- [SUPPLIED PASSAGE]:
━━━━━━━━━━━━━━━━━━━━━━━━━━━━━━

Anyway, the whole experience was....well...a lot of crap. Literally.
Throughout the entire process, I was almost completely dependent on other people. It felt like being a child confined to time out in a boring hospital bed (in fact they did have a bed alarm if I tried to escape). Anytime I needed something, anytime I had to go to the bathroom, needed a drink, needed the light turned off, wanted the shade closed, was in pain, etc., I had to call a nurse. Which meant pretty much every hour, I was pressing the little nurse call button.
Not only that, but even getting to the hospital (and from it), my friend Nicole had to drive me. She had to go and get my clothes, get my food (when I was allowed to eat, at least), take care of things at my apartment and a lot of other sometimes embarrassing-for-me details.
Now, being someone who has been single and has lived alone almost my entire adult life, sitting on a hospital bed like a kid retraining my bowels to work properly again was not only physically miserably, but emotionally disastrous.

━━━━━━━━━━━━━━━━━━━━━━━━━━━━━━

- [EXTRACTED DATA]:
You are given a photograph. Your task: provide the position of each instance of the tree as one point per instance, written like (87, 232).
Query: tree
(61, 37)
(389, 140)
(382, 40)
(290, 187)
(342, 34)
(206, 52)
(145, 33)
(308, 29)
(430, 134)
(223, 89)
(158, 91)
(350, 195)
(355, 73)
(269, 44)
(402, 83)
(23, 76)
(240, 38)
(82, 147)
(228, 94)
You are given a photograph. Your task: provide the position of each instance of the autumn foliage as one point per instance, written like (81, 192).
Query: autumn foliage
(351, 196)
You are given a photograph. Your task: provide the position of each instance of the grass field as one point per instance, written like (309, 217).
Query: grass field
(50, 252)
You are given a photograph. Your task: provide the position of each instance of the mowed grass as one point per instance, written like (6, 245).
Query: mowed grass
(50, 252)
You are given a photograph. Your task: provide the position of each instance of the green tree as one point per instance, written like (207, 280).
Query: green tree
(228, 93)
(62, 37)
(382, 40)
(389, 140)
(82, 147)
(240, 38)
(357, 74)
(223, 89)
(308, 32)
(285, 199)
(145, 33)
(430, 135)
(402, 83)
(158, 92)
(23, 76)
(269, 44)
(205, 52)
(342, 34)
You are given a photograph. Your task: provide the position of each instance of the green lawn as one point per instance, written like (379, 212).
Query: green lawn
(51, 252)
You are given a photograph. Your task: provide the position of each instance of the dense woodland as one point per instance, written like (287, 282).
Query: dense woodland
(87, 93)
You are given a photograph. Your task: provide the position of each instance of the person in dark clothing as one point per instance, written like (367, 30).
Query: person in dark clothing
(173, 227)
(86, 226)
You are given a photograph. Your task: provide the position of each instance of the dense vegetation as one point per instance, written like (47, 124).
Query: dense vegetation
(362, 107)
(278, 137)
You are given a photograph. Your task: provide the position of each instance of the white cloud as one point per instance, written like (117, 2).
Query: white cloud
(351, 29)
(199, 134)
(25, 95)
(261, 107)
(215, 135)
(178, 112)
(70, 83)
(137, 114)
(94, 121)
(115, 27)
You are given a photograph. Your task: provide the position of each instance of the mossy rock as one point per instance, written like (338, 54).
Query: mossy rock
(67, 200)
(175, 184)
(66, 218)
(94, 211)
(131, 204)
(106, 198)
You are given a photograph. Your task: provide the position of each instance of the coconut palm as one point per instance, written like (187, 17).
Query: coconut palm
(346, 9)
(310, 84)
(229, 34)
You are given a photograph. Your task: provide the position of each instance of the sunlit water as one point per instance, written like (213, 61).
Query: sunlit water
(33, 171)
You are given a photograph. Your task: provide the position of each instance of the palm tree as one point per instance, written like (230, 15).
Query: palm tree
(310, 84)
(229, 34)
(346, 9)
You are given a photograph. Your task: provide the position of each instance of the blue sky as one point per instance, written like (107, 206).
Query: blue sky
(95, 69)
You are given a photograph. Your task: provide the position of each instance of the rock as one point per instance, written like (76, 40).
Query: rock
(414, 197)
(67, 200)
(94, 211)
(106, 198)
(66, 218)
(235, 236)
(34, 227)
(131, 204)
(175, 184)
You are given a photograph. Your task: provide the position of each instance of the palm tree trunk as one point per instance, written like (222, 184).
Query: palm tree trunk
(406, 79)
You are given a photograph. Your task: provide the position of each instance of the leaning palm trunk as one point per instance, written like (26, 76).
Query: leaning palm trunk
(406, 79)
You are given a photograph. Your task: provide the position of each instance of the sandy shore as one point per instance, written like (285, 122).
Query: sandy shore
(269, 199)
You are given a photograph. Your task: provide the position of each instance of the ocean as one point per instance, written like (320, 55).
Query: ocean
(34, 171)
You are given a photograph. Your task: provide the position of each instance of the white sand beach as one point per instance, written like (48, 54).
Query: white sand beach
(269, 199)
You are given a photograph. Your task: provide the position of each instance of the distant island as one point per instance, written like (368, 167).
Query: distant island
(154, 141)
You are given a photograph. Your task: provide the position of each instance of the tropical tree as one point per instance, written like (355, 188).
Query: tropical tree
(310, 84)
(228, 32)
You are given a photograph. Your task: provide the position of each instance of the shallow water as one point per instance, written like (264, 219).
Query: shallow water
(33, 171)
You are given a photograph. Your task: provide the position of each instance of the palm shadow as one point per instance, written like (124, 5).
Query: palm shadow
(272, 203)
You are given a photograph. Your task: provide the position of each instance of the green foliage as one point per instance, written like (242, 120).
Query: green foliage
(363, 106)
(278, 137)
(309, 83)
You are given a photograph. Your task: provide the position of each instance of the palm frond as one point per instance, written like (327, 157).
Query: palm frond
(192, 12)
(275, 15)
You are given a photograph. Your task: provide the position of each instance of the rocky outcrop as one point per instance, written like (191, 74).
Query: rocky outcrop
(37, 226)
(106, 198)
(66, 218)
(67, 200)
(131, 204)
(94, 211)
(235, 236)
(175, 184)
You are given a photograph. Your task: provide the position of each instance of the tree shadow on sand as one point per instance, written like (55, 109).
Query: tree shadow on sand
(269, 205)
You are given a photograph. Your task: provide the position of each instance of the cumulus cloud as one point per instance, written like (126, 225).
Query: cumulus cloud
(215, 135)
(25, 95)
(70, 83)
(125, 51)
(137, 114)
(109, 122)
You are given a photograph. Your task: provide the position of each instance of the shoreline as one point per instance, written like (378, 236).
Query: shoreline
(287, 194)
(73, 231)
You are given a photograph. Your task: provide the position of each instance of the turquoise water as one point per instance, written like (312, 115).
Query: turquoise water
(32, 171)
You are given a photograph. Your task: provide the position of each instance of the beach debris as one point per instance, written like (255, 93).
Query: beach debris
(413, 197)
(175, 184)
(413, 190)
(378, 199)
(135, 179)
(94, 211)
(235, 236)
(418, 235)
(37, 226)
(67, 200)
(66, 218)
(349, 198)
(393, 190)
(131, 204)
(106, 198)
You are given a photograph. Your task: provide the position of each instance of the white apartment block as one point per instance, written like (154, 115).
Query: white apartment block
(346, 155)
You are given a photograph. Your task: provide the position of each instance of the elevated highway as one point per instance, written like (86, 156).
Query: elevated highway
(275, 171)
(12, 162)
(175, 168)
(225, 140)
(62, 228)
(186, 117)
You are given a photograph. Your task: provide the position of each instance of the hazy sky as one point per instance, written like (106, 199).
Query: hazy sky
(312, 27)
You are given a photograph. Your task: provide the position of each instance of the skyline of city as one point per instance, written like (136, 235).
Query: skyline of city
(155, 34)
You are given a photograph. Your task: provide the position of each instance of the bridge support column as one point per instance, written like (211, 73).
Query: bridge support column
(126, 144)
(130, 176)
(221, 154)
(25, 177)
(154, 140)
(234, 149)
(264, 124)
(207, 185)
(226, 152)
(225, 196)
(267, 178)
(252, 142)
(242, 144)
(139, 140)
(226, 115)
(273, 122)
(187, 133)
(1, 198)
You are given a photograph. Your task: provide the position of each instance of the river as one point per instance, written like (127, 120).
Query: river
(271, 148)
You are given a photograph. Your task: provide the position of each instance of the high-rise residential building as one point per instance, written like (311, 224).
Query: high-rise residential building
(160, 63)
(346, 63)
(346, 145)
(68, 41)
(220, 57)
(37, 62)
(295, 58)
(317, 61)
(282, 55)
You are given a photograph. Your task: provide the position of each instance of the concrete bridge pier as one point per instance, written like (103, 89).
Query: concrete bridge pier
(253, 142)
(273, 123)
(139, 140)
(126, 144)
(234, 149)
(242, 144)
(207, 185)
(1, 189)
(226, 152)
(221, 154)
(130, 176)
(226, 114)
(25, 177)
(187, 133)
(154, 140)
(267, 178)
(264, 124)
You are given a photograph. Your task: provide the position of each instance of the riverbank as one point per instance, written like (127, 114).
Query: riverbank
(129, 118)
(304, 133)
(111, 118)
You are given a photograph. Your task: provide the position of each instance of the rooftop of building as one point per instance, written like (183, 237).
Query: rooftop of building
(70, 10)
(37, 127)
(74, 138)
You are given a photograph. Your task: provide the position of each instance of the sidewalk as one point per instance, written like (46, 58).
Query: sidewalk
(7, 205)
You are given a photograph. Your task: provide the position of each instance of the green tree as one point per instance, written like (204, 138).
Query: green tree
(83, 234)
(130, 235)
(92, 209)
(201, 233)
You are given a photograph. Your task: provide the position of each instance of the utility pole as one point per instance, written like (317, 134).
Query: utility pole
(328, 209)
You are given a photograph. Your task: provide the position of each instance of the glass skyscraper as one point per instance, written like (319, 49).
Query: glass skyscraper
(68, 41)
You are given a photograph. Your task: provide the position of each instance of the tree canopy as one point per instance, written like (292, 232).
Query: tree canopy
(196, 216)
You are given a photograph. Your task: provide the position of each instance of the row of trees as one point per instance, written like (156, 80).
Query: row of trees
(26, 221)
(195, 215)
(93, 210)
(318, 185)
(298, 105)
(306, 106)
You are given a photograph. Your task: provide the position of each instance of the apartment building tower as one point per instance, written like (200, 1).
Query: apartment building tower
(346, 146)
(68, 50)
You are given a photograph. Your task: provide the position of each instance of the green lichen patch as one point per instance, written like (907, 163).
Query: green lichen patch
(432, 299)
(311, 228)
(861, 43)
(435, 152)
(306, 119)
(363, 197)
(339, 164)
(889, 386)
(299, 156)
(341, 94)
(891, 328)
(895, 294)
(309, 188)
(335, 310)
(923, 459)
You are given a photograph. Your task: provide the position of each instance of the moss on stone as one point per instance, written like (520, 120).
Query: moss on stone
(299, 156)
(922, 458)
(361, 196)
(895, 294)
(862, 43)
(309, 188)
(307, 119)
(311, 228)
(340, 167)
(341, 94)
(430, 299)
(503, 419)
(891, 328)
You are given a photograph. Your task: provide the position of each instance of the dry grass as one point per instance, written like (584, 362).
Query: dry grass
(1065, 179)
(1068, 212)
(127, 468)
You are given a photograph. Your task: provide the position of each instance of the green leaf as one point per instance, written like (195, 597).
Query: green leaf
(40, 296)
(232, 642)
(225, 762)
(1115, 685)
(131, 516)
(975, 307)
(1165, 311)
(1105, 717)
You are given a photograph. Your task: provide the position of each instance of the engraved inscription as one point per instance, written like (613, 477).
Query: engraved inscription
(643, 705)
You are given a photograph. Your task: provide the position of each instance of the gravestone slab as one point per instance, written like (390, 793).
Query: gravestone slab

━━━━━━━━━━━━━━━━━━━━━━━━━━━━━━

- [TASK REQUIREMENTS]: In the account of the hospital stay, who had to drive the writer to and from the hospital?

- [OUTPUT BELOW]: The writer's friend Nicole.